# What is asked
Put the records below into a two-column CSV with the columns "instruction" and "points", one row per record. Quote each field, replace line breaks with spaces, and leave out the pictures.

# Input rows
-- Start --

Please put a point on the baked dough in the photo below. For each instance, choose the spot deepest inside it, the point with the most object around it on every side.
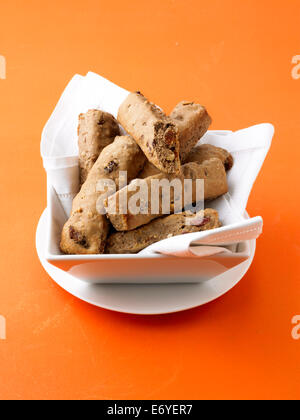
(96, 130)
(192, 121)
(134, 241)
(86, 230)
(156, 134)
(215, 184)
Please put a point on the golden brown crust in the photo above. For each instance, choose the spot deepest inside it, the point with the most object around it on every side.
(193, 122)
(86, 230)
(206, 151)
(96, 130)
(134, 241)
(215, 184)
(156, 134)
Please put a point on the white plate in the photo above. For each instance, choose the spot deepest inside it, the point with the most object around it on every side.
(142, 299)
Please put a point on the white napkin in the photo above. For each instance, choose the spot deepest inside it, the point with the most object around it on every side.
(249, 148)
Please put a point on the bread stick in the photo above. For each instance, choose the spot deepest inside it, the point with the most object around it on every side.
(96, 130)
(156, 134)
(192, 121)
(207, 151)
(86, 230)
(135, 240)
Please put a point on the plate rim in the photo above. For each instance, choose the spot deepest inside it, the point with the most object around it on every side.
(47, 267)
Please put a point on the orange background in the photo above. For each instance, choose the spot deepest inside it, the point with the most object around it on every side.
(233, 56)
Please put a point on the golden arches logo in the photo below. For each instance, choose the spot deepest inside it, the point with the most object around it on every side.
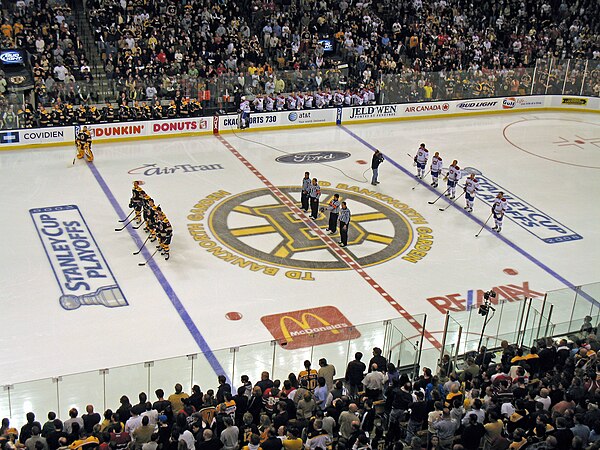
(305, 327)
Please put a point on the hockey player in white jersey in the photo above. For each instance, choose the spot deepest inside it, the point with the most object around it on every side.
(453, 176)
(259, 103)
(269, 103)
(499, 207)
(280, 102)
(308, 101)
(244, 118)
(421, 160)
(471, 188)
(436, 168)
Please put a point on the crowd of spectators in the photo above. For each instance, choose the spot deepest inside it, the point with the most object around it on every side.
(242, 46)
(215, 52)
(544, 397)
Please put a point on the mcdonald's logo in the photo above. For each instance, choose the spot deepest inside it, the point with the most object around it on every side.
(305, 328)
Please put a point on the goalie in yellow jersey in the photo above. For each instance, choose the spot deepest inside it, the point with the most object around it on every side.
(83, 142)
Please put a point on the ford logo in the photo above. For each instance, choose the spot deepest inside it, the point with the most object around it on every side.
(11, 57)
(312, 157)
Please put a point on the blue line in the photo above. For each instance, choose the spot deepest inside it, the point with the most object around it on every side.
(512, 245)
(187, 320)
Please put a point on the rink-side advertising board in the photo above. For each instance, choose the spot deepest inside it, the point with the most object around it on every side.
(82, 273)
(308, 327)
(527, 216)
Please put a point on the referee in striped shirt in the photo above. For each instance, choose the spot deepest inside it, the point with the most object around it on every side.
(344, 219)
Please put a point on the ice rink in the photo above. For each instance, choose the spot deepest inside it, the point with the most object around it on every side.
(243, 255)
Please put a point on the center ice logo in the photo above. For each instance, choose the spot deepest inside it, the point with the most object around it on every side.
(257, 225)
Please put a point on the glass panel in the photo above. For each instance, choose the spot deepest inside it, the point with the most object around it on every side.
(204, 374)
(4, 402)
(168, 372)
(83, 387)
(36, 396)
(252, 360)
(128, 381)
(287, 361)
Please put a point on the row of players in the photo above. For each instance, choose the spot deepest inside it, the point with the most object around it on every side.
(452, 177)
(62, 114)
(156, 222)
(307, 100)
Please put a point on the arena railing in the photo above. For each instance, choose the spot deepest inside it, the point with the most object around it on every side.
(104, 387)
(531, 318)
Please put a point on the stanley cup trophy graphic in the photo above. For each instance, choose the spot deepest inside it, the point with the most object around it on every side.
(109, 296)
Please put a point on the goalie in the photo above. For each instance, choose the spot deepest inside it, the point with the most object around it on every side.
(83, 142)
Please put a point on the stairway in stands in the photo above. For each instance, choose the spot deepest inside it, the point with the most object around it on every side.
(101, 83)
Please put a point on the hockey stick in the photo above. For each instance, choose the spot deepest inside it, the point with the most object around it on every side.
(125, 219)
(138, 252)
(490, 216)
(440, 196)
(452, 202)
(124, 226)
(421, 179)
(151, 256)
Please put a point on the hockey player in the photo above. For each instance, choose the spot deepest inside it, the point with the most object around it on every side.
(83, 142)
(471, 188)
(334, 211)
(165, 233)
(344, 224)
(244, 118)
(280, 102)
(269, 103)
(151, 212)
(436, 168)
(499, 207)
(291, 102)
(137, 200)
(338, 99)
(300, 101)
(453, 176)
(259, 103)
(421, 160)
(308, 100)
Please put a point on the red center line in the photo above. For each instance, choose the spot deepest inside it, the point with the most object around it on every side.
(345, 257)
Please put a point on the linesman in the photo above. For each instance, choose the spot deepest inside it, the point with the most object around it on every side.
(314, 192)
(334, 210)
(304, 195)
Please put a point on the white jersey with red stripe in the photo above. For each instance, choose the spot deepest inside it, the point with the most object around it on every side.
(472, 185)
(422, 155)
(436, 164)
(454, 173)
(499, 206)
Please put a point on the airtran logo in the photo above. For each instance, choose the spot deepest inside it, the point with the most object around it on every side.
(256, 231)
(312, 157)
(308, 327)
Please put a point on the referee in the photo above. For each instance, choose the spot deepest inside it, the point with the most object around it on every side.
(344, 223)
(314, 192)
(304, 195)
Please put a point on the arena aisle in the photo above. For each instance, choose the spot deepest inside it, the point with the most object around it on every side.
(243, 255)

-- End --

# Solution for this task
instruction,points
"Please put a point on the baked dough in the photo below. For each instance, choose the spot deepest inside it, the point with the most object around it on every side.","(96, 130) (192, 121) (134, 241) (86, 230) (156, 134) (215, 184)"
"Please put a point on the golden brown crust in the photo above. For each instance, choose the spot deepest inside it, the point with the most object around it on every side.","(193, 122) (86, 230) (206, 151) (96, 130) (134, 241) (215, 184) (156, 134)"
"Please put a point on the white plate in the photo above. For each instance, choose the spot deepest inside it, the point with the most object around it on every side.","(142, 299)"
"Please put a point on the white napkin in the photo above. For each instance, choose the spot deepest inside it, the point with the most object around it on every side.","(249, 148)"
"Please put a point on the bread stick in the photo above. For each instance, choose the spot deepest inside it, the point with the most object around it on every side.","(96, 130) (156, 134) (192, 121) (207, 151) (86, 230) (135, 240)"
"Please put a point on the plate rim in the photo above. For each instance, choose the spot deepest inside it, the point with the most object around it on every side.","(47, 267)"
"Please put a point on the orange background in the photo above. For each instance, choose the spot deepest inside it, the point with the most object around it on every side.","(233, 56)"
"Please put a point on the golden arches logo in the photo below. For each instance, choose the spot deepest inside it, the point with the most object around it on every side.","(305, 327)"
"Please put a point on the hockey player in white jersey in the photo above. For each instance, choose the spot deepest inside it, the point with the most object around it on every side.","(453, 176) (259, 103) (269, 103) (499, 207) (280, 102) (308, 101) (244, 118) (421, 160) (471, 188) (436, 168)"
"Please put a point on the crowd of spectators in the photo above. For each instance, choose the spot deepest inside it, the point with the most object around it on every side.","(242, 46) (215, 52) (544, 397)"
"Please put a point on the mcdonald's logo in the photo above. For each instance, choose the spot deepest inside it, the point with the most object around it on every side.","(305, 328)"
"Please put a point on the goalie in yellow jersey in the photo above. For each instance, choose the spot deepest inside it, the point with the most object around it on every side.","(83, 142)"
"Please put a point on the ford logo in the photo above. For each instance, choose the spot deepest inside it, the point with the most object around it on every side.","(11, 57) (312, 157)"
"Please put a point on the blue line in the photo above. For each instance, choose the spot deepest inside it, the point with the most object around it on every side.","(512, 245) (187, 320)"
"Please put a point on the rink-side advertising board in the photo above. For each instance, choose the spot deepest inside it, the point with the most object around it on every side.","(82, 273) (308, 327) (527, 216)"
"Please put a point on the referee in striped shirt in the photo above. For each instance, choose the spot deepest inside it, the point with the most object around it on every side.","(344, 219)"
"Please put a point on the ice rink in the photo above. For each instance, choose the spot deepest inside it, the point with the most object around it on every side.","(243, 255)"
"Please put a point on the center ice logo in the photo above. For each instance, choose the spot deepest inside it, the point with the most object around it on every side.","(257, 225)"
"Please put a point on the glass panel in the photo above. For each instance, choose the spot deepest inside it, the point with the most object around it on every side.","(204, 374) (4, 402) (168, 372) (83, 387) (36, 396) (252, 360) (128, 381) (287, 361)"
"Please put a point on the row of players in the photo above. For each instance, choose the spot deepest inside it, the point with the most object around it on every side.","(452, 177) (62, 114) (156, 222) (307, 100)"
"Please put a point on the arena railing in the photo above. For each instance, choose the spot deepest inside it, the point with the most object around it on every side.","(104, 387) (531, 318)"
"Please put a point on the stanley cup trophy graphic in the photo above. For each instance, choose the spot deepest inside it, the point with the most object around it on every side.","(109, 296)"
"Please put a point on the goalie in the photo above. For each instance, choose the spot deepest inside it, the point with the most object around it on every side.","(83, 142)"
"Please put a point on the stairway in stands in the photo above. For each instance, choose the spot deepest inside it, the point with the most object around it on every side.","(101, 83)"
"Please put a point on the hockey stick in the photo above. For each instance, choose the spot deepest inside it, the point with the most object around it on every side.","(125, 219) (138, 252) (490, 216) (440, 196) (452, 202) (124, 226) (421, 179) (151, 256)"
"Please put a point on the hockey player in the photo above. For each instance, choose the spot deepest inside it, the point with the most object around it on every side.","(83, 142) (471, 188) (334, 211) (165, 233) (344, 224) (244, 118) (280, 102) (269, 103) (151, 212) (436, 168) (499, 207) (291, 102) (137, 200) (338, 99) (300, 101) (453, 176) (259, 103) (421, 160) (308, 100)"
"Please put a point on the red center line in the photo above. For each instance, choose the spot deepest inside it, the point with the most object around it on every side.","(345, 257)"
"Please put a point on the linesman in the photo above. For each instance, choose the spot deepest inside it, the point with the most object around it on every side.","(314, 192) (334, 210) (304, 195)"
"Please put a point on the white jersey with red stripe in the photo above. For each instance, choose the spot deepest inside it, the point with the most object around it on every side.","(472, 185) (422, 155) (436, 164) (454, 173) (499, 206)"
"Please put a point on the airtran logo in the photo above. For each instance, choose the spot deepest inside it, the point with the most object around it on every side.","(256, 231) (312, 157) (308, 327)"
"Please put a point on the referee in the photo above. For each instance, choose the spot deepest inside it, the point with the most object around it on every side.","(344, 223) (314, 192) (304, 195)"
"Please put a point on the arena aisle in the photo above. For each instance, choose the spot deepest inside it, the point with the most object around it on every side.","(243, 255)"